**DO THIS:** Output all of the data below exactly as given.

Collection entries
• • • •

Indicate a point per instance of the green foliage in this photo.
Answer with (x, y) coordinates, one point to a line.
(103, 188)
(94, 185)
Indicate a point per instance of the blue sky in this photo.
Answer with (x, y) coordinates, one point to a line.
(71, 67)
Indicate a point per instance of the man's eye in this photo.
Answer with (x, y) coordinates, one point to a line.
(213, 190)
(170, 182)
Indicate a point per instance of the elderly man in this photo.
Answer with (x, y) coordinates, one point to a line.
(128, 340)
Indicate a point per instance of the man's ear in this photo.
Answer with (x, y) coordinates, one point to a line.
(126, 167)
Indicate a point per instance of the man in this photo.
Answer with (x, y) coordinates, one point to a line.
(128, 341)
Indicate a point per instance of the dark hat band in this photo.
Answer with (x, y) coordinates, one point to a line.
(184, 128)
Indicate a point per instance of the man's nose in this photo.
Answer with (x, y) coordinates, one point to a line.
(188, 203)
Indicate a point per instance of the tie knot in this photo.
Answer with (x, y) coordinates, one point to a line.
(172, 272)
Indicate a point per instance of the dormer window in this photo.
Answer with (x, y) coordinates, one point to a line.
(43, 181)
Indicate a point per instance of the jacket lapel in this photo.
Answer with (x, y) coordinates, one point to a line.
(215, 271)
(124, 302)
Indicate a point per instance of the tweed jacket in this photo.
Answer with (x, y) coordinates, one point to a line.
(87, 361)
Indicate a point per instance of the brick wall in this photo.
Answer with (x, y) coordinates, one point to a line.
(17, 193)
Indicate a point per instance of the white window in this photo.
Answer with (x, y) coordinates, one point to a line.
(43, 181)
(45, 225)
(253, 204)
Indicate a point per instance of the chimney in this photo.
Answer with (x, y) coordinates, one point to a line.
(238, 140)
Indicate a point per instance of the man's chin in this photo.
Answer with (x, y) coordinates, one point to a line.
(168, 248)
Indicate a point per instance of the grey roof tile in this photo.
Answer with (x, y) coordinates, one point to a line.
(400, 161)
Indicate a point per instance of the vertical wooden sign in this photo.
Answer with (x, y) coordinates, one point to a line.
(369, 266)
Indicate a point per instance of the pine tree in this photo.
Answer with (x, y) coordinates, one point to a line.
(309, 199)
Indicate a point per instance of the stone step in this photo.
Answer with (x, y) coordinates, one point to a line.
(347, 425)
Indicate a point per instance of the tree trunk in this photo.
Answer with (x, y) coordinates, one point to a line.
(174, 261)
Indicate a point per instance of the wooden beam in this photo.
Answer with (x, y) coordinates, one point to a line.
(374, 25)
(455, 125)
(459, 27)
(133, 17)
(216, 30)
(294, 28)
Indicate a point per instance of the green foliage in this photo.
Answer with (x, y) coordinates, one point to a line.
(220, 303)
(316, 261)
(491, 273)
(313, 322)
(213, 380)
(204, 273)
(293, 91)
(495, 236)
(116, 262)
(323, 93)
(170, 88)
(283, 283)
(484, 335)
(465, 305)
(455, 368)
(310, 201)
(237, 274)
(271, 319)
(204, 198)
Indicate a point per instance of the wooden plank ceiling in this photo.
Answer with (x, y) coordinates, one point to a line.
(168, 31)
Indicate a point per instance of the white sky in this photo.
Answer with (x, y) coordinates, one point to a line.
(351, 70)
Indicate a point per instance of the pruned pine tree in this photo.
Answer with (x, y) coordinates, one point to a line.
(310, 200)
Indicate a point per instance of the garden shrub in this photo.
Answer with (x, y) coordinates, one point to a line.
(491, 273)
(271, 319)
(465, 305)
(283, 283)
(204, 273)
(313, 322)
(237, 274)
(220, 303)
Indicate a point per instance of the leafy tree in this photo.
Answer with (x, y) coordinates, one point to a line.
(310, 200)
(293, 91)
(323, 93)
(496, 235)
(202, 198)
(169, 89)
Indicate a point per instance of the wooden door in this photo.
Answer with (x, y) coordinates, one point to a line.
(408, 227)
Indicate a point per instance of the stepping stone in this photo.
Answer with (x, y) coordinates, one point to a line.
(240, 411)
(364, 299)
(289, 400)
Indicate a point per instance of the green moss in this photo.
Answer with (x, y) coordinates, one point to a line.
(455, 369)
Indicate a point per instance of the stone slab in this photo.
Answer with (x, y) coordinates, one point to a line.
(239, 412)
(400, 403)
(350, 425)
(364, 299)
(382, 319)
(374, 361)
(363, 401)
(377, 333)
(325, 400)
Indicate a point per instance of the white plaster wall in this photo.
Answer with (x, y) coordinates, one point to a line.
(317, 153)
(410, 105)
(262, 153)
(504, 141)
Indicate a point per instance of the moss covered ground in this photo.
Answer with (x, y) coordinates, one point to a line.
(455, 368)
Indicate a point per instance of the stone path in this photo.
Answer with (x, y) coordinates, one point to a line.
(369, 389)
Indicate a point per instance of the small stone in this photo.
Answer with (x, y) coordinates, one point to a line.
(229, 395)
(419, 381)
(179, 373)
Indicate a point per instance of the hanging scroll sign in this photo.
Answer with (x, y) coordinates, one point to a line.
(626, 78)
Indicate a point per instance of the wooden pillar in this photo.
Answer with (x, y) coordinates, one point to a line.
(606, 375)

• • • •

**THE REPLY:**
Indicate a point per instance of the green foliage in this photo.
Answer with (x, y) coordinates, one point to a line.
(103, 188)
(94, 185)
Indicate a point per instance of the blue sky in this photo.
Answer with (x, y) coordinates, one point to a line.
(71, 67)
Indicate a point per instance of the man's eye in this photo.
Answer with (x, y) coordinates, one point to a line.
(213, 190)
(170, 182)
Indicate a point per instance of the elderly man in this photo.
Answer with (x, y) coordinates, one point to a line.
(128, 340)
Indicate a point per instance of the man's ear in this photo.
Answer with (x, y) coordinates, one point to a line.
(126, 167)
Indicate a point per instance of the man in this photo.
Answer with (x, y) coordinates, one point to a line.
(128, 341)
Indicate a point per instance of the dark hat band in this photo.
Answer with (x, y) coordinates, one point to a line.
(184, 128)
Indicate a point per instance of the man's nose in this photo.
Answer with (x, y) coordinates, one point to a line.
(188, 203)
Indicate a point per instance of the tie knot in this photo.
Answer with (x, y) coordinates, one point to a line.
(172, 272)
Indicate a point per instance of the dormer window in this photo.
Answer with (x, y) coordinates, one point to a line.
(43, 181)
Indicate a point per instance of the jacket lapel in this photo.
Answer with (x, y) coordinates, one point to a line.
(215, 271)
(124, 302)
Indicate a point per instance of the tweed jacket in this photo.
Answer with (x, y) coordinates, one point to a line.
(87, 361)
Indicate a point per instance of the brick wall in this photo.
Answer with (x, y) coordinates, one point to a line.
(17, 193)
Indicate a point per instance of the white window in this photo.
Answer with (x, y) coordinates, one point to a line.
(43, 181)
(45, 225)
(253, 204)
Indicate a point per instance of the chimney in this photo.
Answer with (x, y) coordinates, one point to a line.
(238, 140)
Indicate a point per instance of the man's chin in this photo.
Answer with (x, y) coordinates, one point to a line.
(168, 248)
Indicate a point per instance of the grey roof tile in this photo.
Answer with (x, y) coordinates, one point to a line.
(400, 161)
Indicate a point per instance of the vertical wooden sign in this photo.
Answer with (x, y) coordinates, one point to a line.
(369, 266)
Indicate a point per instance of the pine tree in this photo.
Answer with (x, y) coordinates, one point to a line.
(309, 199)
Indicate a point per instance of the stone step in this photo.
Answer with (x, y) coordinates, one point to a line.
(347, 425)
Indicate a point per instance of the tree trunk in this photo.
Answer with (x, y) coordinates, one point to a line.
(174, 261)
Indicate a point per instance of the wooden beam in this photo.
Answer with (x, y) coordinates, one point to a line.
(374, 25)
(455, 125)
(459, 27)
(133, 17)
(216, 30)
(294, 28)
Indicate a point per instance of the green foliage in this photo.
Answer with (x, y) coordinates, one point to a line.
(220, 303)
(316, 261)
(491, 273)
(313, 322)
(213, 380)
(204, 273)
(293, 91)
(495, 236)
(116, 262)
(323, 93)
(170, 88)
(283, 283)
(484, 335)
(465, 305)
(455, 368)
(310, 201)
(237, 274)
(271, 319)
(204, 198)
Indicate a point per instance of the wooden plank ceiling in this photo.
Answer with (x, y) coordinates, one point to a line.
(168, 31)
Indicate a point per instance of the white sky in this photo.
Answer with (x, y) coordinates, one point to a line.
(351, 70)
Indicate a point per instance of the pruned pine tree in this photo.
Answer with (x, y) coordinates, one point to a line.
(310, 200)
Indicate a point per instance of the garden shrub in this photo.
Answer with (x, y) coordinates, one point to a line.
(491, 273)
(271, 319)
(465, 305)
(283, 283)
(204, 273)
(313, 322)
(237, 274)
(220, 303)
Indicate a point per instance of the leafy tree in this photo.
Answer with (x, y) coordinates, one point to a line.
(310, 200)
(293, 91)
(323, 93)
(496, 235)
(202, 198)
(169, 89)
Indicate a point per instance of the wooden door in this photo.
Answer with (x, y) coordinates, one point to a line.
(408, 227)
Indicate a point per instance of the stepping stone in this photo.
Answer with (x, y) coordinates, one point to a line.
(240, 411)
(364, 299)
(289, 400)
Indicate a point per instance of the green moss in this photo.
Answer with (x, y) coordinates, one point to a line.
(455, 369)
Indicate a point per instance of the stone slab in this photo.
Answer with (x, y) coordinates, one point to a line.
(239, 412)
(400, 403)
(350, 425)
(364, 299)
(382, 319)
(374, 361)
(363, 401)
(377, 333)
(325, 400)
Indicate a point per instance of the white plaster wall in this photo.
Answer with (x, y) coordinates, one point to a line.
(317, 153)
(410, 105)
(262, 153)
(504, 141)
Indicate a point per instance of the moss covered ground in this photo.
Answer with (x, y) coordinates, one point to a line.
(455, 368)
Indicate a point per instance of the stone path in this photo.
Answer with (x, y) coordinates, one point to a line.
(369, 389)
Indicate a point per instance of the small stone in this photo.
Answer with (x, y) coordinates, one point to a line.
(229, 395)
(419, 381)
(179, 373)
Indicate a point per instance of the hanging scroll sign in this photo.
Answer with (x, y) coordinates, one point to a line.
(626, 78)
Indicate a point per instance of the wooden pillar in this photo.
Answer with (x, y) coordinates, one point to a line.
(606, 375)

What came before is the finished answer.